Task details
From the listing below, pull out every line that contains the string "hairstyle". Matching is case-sensitive.

Data records

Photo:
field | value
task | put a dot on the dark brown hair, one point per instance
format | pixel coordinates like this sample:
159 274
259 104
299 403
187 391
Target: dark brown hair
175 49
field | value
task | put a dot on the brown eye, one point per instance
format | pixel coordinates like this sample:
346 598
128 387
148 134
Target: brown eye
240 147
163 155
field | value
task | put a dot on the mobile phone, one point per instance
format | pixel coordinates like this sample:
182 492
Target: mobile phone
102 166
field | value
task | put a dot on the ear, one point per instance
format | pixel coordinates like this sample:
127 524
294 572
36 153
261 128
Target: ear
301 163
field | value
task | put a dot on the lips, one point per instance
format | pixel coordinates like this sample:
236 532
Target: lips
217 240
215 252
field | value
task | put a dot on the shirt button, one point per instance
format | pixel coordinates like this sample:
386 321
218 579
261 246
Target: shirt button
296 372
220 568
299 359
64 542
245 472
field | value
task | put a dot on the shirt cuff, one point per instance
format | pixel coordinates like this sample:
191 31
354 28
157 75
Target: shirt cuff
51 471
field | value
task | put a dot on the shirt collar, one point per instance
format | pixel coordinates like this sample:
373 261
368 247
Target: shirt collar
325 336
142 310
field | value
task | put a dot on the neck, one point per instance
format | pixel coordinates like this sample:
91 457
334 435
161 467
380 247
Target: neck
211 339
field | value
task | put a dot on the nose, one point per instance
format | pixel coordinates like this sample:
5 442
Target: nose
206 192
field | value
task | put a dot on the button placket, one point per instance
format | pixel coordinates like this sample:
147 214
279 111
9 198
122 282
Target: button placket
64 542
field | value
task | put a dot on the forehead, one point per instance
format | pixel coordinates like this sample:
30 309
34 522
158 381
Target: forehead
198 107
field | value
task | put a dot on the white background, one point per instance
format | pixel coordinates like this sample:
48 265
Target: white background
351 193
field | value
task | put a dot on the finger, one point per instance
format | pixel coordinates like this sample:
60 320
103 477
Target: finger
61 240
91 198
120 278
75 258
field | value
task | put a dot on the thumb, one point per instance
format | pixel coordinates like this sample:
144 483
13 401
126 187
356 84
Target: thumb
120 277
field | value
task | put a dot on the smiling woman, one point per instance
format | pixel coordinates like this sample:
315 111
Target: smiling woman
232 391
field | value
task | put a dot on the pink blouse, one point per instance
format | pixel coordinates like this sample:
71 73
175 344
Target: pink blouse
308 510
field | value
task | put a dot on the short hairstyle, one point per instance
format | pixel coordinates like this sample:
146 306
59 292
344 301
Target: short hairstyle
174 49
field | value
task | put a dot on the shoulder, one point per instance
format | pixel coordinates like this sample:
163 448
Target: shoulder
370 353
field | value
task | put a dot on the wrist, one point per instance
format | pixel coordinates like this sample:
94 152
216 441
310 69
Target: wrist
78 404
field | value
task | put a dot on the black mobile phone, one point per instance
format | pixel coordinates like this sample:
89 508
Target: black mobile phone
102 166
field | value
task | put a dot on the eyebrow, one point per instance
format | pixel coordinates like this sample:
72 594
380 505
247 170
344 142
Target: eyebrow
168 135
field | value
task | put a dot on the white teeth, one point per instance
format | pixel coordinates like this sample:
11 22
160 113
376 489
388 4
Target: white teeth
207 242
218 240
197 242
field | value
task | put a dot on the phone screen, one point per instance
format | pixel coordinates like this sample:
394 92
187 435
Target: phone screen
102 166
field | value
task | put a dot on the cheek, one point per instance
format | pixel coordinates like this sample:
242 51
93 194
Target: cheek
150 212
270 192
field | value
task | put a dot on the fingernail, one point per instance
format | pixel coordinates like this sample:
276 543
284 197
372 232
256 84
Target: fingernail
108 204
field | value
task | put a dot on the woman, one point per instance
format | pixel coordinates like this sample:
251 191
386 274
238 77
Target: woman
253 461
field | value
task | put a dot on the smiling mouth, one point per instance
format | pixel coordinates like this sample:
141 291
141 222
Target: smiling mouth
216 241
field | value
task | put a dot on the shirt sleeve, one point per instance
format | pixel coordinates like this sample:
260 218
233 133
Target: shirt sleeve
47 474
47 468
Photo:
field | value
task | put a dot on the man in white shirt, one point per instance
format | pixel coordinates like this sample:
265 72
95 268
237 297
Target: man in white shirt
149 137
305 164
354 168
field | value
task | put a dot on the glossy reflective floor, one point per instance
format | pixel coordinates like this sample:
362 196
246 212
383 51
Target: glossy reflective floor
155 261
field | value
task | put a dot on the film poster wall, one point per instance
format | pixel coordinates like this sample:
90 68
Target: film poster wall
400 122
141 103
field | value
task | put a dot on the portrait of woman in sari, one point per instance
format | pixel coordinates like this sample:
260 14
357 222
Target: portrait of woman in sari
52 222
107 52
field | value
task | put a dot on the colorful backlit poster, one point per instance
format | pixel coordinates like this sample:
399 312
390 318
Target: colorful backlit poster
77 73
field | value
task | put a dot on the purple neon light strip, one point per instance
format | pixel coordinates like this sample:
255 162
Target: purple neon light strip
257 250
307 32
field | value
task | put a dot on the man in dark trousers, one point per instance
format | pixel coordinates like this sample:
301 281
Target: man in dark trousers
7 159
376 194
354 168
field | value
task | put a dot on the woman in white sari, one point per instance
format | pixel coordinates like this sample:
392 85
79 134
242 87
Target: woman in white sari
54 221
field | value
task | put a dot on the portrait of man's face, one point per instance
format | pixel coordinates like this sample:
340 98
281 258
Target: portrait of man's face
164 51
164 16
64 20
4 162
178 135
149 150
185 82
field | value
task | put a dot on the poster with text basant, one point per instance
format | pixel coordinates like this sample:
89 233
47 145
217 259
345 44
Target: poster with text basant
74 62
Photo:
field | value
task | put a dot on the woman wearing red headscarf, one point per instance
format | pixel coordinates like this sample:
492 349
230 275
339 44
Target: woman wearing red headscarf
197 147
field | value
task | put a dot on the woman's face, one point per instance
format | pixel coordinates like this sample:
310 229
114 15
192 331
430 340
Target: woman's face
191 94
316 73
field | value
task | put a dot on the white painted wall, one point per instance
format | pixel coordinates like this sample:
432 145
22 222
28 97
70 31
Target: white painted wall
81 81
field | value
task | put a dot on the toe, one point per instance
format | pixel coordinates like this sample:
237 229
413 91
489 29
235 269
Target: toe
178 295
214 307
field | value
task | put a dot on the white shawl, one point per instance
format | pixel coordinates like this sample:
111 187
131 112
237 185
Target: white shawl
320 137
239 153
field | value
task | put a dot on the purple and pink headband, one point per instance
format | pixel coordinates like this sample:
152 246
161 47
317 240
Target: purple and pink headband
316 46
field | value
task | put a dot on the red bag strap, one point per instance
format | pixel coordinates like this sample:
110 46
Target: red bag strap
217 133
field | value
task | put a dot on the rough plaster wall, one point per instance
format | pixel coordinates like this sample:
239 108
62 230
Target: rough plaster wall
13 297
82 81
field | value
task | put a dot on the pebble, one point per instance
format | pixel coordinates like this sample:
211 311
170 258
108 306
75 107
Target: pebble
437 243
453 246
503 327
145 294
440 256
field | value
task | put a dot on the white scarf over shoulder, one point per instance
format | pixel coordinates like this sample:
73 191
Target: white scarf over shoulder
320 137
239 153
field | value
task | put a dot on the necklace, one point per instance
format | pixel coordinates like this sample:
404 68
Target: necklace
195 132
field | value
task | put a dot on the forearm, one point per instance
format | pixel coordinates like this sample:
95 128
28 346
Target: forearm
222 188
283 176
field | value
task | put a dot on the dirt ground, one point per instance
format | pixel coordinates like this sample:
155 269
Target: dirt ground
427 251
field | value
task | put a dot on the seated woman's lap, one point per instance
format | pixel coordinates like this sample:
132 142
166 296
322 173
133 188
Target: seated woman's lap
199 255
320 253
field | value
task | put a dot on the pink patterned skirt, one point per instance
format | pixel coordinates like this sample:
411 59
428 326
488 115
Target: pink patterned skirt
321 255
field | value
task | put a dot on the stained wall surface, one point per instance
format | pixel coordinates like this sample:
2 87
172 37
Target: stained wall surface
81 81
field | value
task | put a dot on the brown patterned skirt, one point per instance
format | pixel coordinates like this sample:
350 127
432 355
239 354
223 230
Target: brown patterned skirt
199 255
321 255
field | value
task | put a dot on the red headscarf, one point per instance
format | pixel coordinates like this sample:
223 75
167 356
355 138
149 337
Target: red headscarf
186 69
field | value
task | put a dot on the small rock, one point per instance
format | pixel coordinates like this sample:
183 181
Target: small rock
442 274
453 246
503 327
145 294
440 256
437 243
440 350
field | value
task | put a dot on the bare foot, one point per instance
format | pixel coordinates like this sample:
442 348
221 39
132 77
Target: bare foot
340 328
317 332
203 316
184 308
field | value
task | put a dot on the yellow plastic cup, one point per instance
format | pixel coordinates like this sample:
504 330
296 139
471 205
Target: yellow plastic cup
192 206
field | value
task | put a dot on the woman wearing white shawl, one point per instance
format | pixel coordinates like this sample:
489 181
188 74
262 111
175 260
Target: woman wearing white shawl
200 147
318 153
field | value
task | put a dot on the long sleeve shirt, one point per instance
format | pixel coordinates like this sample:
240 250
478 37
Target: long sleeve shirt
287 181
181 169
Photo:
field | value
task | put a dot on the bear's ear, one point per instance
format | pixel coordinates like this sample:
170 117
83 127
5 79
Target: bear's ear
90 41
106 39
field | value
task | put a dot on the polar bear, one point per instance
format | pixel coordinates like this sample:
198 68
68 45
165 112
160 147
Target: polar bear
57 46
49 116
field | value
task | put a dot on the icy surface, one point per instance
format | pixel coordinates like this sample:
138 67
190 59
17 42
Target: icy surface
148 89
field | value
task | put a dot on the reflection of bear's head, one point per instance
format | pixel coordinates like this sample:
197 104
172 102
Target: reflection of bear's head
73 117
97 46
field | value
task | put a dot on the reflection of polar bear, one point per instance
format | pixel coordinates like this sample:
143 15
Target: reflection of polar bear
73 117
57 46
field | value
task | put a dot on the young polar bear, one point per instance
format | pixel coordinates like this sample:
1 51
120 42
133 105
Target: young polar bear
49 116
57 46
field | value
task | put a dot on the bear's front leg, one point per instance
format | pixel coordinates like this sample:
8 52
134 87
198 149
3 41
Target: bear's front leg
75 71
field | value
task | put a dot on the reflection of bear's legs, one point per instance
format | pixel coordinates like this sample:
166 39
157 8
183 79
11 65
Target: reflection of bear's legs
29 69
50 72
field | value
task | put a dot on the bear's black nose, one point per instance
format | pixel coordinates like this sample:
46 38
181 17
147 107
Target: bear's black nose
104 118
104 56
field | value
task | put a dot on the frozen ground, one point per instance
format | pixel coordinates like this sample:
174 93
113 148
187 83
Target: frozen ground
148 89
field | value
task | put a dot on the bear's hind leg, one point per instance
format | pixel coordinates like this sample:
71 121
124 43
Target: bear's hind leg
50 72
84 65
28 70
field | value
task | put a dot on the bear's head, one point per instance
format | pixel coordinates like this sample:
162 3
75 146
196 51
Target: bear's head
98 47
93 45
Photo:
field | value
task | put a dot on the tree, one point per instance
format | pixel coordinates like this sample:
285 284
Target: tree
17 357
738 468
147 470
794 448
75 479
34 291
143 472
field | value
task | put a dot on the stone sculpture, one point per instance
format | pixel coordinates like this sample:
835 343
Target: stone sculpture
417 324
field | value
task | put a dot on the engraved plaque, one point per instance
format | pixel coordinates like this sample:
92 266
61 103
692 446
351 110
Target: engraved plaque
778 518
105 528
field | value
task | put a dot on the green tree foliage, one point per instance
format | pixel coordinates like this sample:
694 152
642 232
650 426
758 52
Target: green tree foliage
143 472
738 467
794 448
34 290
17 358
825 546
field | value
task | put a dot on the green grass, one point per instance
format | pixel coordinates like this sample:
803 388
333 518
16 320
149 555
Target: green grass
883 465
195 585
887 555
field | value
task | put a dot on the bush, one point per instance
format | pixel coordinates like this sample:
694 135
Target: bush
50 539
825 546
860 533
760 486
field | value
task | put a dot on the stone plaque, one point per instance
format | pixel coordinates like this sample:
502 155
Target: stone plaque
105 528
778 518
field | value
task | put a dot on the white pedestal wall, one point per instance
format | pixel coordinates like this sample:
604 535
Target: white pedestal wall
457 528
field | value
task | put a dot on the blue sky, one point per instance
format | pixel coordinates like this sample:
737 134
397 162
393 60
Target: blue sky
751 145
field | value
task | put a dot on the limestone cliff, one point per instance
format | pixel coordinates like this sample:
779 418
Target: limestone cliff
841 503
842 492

Response
task | put a dot on the short hairstyle, one point per instance
Target: short hairstyle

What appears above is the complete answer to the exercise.